-- RECORD SET --

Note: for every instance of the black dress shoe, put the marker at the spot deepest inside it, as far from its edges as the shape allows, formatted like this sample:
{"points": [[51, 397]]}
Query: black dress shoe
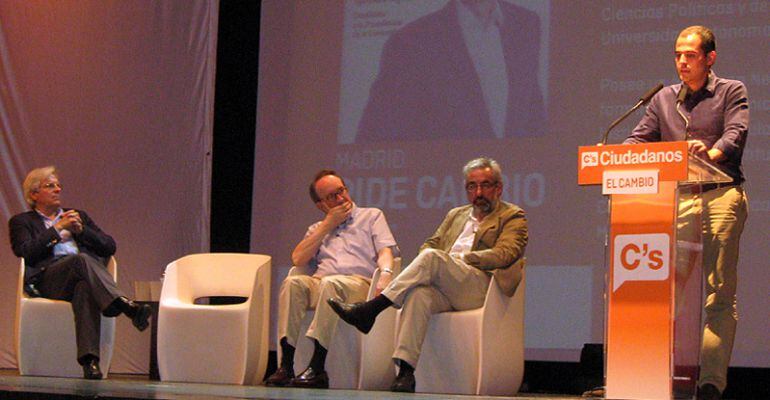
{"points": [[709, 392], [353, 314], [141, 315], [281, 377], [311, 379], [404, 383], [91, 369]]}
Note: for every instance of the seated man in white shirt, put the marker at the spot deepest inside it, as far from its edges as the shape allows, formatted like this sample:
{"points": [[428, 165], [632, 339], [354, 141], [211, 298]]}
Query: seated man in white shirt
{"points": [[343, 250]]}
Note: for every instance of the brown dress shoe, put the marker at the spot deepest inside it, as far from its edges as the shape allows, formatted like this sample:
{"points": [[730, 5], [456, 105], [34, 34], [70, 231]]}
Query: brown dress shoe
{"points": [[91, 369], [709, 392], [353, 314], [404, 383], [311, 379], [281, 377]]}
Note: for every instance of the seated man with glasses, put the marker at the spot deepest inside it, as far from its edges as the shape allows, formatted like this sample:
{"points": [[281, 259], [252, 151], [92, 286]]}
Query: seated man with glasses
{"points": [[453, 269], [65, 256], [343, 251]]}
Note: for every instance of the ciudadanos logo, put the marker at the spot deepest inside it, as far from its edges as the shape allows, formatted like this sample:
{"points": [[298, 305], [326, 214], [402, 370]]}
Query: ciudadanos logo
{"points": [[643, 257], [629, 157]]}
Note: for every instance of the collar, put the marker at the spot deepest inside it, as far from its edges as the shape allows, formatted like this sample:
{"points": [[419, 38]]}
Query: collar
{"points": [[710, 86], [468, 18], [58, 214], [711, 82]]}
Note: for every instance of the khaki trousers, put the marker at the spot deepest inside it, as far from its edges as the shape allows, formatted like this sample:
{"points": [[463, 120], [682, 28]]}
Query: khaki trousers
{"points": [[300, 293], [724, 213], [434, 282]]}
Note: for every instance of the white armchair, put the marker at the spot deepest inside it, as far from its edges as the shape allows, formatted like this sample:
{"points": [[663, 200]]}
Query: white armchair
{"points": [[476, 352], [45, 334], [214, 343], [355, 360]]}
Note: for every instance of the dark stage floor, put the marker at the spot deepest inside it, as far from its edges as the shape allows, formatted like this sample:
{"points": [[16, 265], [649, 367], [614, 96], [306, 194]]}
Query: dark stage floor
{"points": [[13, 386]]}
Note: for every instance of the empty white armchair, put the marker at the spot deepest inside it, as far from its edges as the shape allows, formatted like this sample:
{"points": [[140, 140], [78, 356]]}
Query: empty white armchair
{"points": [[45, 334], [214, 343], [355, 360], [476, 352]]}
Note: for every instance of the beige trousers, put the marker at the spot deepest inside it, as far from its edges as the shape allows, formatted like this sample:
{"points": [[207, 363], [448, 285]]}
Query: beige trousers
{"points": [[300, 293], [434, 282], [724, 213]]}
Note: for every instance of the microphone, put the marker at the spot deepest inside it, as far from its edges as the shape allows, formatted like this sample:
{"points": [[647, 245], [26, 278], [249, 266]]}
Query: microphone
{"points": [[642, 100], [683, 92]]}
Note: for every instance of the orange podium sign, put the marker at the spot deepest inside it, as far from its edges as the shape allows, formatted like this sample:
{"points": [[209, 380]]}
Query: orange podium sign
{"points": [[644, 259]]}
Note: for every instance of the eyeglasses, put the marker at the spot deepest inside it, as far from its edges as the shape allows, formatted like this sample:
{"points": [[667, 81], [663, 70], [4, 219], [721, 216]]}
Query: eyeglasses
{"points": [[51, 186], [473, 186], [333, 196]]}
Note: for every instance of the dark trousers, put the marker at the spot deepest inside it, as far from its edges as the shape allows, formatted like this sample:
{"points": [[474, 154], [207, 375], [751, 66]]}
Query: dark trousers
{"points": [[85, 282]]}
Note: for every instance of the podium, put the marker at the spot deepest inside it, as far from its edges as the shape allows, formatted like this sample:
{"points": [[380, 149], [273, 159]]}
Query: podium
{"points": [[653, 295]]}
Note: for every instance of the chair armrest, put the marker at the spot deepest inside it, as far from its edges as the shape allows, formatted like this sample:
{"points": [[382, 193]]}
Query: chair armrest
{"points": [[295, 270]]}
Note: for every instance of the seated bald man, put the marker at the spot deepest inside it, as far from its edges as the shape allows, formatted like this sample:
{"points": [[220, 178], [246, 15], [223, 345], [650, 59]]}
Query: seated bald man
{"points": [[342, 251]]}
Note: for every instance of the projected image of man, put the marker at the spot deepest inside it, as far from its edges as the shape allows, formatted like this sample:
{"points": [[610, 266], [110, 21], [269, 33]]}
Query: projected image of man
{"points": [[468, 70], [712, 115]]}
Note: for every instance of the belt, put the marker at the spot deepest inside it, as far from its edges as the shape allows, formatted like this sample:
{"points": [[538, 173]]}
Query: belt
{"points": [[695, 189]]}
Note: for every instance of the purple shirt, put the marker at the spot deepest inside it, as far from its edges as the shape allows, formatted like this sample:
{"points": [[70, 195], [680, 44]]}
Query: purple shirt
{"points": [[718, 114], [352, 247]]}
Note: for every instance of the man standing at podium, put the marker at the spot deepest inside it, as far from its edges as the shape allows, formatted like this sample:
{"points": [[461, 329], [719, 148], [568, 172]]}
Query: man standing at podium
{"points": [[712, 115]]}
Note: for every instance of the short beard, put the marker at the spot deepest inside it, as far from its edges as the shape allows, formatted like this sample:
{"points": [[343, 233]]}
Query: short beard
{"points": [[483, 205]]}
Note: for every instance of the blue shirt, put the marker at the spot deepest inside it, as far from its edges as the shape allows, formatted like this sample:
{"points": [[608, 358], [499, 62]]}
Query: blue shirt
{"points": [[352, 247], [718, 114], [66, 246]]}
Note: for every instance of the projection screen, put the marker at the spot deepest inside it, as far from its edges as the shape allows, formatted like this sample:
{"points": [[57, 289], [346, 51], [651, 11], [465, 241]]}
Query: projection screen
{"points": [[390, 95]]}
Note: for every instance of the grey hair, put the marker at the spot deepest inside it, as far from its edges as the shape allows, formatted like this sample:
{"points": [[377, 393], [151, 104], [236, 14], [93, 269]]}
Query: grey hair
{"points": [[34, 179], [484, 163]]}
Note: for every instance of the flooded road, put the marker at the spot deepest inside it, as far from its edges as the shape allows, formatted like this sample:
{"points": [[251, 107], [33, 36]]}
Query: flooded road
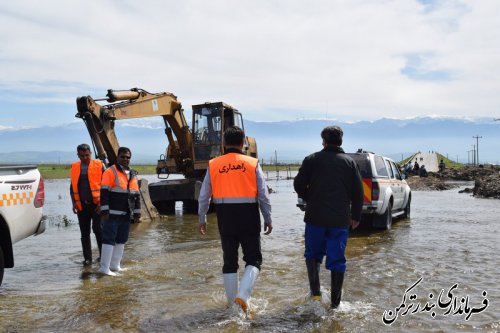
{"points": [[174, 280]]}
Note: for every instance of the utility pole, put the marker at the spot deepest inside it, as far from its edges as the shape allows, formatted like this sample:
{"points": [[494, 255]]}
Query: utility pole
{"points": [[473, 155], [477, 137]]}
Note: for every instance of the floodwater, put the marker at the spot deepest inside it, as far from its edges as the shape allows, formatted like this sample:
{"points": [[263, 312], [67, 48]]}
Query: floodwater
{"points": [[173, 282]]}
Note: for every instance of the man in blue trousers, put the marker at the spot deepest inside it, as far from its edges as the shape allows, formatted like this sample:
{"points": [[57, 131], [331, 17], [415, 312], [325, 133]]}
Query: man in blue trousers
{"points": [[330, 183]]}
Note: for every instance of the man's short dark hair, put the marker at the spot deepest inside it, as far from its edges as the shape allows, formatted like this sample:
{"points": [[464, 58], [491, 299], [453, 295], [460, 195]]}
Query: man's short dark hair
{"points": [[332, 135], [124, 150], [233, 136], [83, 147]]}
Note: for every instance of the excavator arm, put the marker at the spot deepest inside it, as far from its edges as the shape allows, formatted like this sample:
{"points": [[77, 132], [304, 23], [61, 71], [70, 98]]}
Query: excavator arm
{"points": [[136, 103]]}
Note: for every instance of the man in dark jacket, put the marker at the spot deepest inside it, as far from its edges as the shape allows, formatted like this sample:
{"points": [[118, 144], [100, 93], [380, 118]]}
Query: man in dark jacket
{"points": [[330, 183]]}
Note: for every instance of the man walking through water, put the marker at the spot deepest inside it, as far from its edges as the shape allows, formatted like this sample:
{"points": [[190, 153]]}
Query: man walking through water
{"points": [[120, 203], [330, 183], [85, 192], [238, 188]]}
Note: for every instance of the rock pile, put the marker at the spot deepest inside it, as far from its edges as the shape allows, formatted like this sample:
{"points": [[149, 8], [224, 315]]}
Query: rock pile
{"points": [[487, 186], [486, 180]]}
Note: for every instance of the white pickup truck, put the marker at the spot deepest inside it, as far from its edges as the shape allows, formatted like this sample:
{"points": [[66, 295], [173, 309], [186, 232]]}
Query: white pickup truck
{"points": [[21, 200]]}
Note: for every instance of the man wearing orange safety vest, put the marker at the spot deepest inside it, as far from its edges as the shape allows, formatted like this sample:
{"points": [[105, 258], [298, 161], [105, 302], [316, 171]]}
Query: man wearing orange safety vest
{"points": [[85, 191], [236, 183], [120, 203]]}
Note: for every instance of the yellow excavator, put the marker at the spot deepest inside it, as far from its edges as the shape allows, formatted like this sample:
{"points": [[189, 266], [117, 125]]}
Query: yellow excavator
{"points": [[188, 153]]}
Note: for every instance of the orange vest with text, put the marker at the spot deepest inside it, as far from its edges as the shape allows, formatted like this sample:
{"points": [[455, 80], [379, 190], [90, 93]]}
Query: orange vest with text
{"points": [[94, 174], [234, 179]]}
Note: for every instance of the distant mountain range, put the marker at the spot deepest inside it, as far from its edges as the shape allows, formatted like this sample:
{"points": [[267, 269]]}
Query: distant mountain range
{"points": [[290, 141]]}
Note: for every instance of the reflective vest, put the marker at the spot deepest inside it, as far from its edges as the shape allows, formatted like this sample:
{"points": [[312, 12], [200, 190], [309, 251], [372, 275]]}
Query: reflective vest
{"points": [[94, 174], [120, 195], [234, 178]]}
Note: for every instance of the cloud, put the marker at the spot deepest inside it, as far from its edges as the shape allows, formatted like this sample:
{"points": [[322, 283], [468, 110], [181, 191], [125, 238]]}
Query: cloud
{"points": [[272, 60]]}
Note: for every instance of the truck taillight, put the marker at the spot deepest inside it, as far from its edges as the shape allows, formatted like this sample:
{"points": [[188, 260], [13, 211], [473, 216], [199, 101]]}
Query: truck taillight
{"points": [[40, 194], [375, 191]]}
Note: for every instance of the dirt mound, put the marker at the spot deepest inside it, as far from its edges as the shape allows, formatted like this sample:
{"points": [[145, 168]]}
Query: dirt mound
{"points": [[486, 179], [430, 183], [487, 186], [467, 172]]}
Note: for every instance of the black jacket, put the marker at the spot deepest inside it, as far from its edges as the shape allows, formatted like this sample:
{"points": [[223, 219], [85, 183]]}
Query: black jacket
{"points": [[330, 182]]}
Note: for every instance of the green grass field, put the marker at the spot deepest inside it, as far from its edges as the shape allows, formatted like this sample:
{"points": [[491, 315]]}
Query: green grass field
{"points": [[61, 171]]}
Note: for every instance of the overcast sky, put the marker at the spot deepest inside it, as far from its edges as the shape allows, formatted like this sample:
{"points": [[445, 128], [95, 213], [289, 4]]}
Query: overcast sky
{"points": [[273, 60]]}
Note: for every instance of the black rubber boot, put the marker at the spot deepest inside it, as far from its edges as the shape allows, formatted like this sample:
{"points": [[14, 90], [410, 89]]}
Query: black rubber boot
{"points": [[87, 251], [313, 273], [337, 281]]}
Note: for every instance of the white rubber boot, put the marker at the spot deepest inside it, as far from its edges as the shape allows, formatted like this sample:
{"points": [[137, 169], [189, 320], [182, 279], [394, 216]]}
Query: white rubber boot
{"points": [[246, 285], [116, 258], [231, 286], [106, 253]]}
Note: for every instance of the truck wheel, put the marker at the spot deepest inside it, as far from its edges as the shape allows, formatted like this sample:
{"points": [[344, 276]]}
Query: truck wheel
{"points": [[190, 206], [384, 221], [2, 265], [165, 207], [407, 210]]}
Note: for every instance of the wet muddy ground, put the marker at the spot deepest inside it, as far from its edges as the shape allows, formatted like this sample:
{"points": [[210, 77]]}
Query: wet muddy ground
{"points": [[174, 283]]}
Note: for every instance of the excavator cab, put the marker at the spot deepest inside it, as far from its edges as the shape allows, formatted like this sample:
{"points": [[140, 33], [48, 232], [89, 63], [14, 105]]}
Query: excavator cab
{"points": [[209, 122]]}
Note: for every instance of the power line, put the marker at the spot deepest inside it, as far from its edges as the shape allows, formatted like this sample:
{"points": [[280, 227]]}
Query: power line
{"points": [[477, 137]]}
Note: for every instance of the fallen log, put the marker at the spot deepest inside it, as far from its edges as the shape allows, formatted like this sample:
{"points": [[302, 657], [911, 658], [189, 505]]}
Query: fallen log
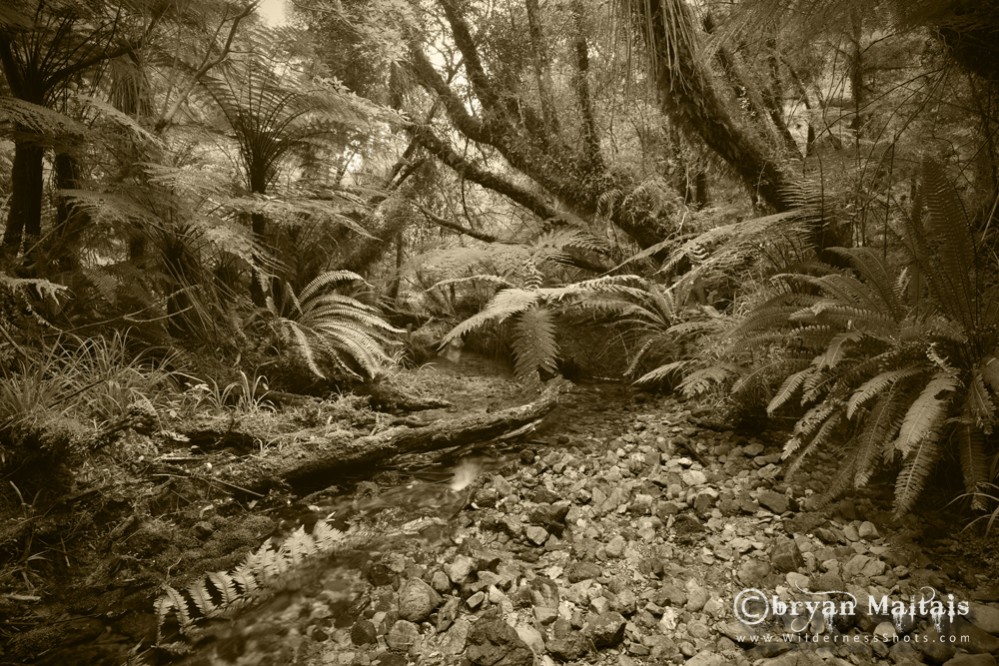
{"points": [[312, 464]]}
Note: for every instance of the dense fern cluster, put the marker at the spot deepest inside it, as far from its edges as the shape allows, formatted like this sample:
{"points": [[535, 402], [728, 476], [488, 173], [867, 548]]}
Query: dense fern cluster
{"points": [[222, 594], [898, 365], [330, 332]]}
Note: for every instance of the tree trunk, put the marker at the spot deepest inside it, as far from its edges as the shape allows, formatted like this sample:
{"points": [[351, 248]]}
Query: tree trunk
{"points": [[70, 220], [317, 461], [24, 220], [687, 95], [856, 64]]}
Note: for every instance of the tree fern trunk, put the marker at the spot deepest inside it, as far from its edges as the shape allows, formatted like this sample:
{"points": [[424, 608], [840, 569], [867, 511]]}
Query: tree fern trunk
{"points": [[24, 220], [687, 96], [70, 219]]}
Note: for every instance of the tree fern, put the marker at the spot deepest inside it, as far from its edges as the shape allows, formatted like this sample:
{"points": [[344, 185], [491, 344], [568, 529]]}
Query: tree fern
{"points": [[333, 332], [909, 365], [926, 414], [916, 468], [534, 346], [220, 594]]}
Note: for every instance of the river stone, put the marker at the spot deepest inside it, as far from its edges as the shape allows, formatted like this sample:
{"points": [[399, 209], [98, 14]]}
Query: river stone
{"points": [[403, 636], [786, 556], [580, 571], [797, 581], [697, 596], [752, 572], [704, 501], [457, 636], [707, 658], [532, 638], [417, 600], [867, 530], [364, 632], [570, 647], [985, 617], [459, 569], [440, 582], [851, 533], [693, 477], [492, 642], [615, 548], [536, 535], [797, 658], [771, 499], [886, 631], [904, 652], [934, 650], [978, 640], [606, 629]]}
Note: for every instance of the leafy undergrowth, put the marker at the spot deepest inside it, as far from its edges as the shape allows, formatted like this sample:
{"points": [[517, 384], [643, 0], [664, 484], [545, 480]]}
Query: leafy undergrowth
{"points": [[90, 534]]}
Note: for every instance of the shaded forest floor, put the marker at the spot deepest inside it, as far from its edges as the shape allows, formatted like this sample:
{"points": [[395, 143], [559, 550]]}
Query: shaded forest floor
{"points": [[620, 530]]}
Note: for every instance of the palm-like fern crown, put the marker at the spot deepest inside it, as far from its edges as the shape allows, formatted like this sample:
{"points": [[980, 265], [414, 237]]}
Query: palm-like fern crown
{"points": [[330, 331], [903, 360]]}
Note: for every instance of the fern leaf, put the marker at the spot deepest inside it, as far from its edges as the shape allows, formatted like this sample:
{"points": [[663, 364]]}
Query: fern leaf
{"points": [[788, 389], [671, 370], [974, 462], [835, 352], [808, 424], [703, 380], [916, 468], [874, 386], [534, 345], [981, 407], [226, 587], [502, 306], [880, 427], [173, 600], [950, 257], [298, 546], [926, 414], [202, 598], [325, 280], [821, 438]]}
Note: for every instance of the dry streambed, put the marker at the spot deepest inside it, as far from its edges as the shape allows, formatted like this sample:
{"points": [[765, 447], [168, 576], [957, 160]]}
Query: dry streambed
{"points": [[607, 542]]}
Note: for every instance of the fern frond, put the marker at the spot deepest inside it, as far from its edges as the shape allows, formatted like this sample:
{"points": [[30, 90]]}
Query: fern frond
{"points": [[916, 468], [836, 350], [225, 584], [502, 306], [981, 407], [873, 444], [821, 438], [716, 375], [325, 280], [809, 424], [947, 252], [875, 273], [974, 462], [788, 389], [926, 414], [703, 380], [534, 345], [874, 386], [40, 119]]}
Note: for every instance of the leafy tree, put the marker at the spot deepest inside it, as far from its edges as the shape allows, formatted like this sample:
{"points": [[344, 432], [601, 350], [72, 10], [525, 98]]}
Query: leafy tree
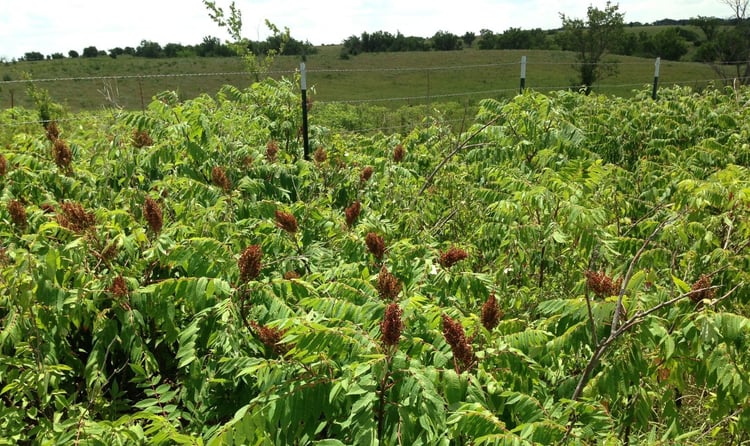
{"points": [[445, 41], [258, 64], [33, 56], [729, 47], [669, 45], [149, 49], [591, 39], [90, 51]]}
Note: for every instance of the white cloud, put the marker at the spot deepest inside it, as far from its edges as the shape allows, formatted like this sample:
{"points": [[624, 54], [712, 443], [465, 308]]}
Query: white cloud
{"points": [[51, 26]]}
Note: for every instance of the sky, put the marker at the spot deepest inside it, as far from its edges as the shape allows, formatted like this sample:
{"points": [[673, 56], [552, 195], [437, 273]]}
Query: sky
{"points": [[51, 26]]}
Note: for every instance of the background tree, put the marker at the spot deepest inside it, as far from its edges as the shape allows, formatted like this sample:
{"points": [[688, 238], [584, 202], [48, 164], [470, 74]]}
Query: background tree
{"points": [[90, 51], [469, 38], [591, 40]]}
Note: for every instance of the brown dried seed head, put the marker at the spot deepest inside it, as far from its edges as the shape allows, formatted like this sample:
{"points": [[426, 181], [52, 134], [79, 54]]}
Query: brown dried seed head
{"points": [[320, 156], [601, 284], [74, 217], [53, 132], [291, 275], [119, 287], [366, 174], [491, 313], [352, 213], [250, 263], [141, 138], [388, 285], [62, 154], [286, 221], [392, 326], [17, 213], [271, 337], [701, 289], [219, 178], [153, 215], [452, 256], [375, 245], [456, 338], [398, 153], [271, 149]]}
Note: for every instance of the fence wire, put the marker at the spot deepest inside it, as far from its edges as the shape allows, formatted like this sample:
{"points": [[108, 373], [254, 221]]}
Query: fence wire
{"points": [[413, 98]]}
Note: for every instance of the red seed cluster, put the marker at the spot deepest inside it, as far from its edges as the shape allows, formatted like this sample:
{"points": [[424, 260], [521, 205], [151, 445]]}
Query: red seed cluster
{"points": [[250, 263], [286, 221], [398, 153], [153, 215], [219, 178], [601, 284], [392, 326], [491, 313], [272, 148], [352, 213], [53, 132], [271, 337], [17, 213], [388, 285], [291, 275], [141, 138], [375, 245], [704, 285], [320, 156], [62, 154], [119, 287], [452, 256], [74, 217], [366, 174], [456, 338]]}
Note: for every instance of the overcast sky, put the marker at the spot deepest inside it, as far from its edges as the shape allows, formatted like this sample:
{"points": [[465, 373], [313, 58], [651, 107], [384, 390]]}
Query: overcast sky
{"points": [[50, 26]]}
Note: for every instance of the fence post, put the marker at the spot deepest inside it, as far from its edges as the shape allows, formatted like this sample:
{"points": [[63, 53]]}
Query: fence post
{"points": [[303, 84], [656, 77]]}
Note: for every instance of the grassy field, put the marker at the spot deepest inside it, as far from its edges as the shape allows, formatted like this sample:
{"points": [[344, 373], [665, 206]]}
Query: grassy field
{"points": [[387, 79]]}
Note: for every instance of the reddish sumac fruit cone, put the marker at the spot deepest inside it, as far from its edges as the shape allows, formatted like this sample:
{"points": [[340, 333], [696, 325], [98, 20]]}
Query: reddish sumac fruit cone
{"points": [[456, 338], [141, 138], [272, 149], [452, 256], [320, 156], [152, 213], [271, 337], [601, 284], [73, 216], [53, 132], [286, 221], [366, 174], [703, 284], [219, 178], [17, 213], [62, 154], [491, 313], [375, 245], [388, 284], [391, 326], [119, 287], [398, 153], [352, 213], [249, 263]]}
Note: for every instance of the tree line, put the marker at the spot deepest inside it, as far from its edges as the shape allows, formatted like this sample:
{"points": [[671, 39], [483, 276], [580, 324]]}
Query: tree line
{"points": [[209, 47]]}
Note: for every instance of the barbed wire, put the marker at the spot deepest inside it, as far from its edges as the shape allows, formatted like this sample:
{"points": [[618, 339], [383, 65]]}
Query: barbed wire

-- WHAT IS REQUIRED --
Set out exactly the run of lines that begins at the line holding "Note: for every instance of the tree line, put" and ends at the last line of the data.

-- RESULT OF THE TASK --
Note: for every instance of the tree line, put the marker at the spot deepest inside it, as far from its edges as the shape allows, formatted like this sample:
{"points": [[671, 39], [483, 276], [580, 324]]}
Query: tree line
{"points": [[209, 47]]}
Note: for every instance of the barbed wire, put the marker at the spot deepest inside it, as far from its edges as the shape allows, formatted like this sample:
{"points": [[618, 339], [383, 65]]}
Query: barbed wire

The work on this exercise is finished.